• [AIM OF THE TASK] Using the entries that follow, state how many lines contain the word "carved". The response is that number and nothing more.

• [EXTRACTED MATERIAL]
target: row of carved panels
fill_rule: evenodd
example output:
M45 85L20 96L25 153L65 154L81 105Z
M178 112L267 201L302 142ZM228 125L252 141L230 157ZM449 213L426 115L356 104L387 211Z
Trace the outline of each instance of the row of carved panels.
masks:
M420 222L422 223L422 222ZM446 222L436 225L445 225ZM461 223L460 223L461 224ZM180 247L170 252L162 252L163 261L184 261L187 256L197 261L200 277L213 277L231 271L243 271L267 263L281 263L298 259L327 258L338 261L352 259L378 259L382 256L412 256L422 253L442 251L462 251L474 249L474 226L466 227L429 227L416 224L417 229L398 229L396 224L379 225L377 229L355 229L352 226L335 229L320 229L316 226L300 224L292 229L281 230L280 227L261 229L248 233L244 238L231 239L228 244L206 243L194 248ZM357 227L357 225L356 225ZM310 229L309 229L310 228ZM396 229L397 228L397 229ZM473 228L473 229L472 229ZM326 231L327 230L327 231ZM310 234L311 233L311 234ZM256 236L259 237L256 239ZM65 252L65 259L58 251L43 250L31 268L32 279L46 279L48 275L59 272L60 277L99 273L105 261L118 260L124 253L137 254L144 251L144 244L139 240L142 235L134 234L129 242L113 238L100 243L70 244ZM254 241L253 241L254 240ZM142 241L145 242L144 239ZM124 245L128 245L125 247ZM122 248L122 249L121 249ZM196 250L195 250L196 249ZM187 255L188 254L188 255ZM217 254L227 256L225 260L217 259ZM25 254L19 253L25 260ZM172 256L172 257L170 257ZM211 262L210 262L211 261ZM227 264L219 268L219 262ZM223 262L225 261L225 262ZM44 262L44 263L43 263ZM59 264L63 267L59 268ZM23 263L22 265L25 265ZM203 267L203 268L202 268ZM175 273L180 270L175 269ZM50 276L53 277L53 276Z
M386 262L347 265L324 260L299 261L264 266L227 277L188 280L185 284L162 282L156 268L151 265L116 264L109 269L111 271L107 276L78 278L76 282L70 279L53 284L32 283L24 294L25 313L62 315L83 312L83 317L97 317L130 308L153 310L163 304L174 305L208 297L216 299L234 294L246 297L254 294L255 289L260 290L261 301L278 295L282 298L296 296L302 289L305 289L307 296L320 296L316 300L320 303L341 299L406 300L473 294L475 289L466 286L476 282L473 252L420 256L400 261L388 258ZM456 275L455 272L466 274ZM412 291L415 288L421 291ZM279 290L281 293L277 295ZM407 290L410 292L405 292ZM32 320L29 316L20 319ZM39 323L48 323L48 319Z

• [SOLUTION TO THIS TASK] 2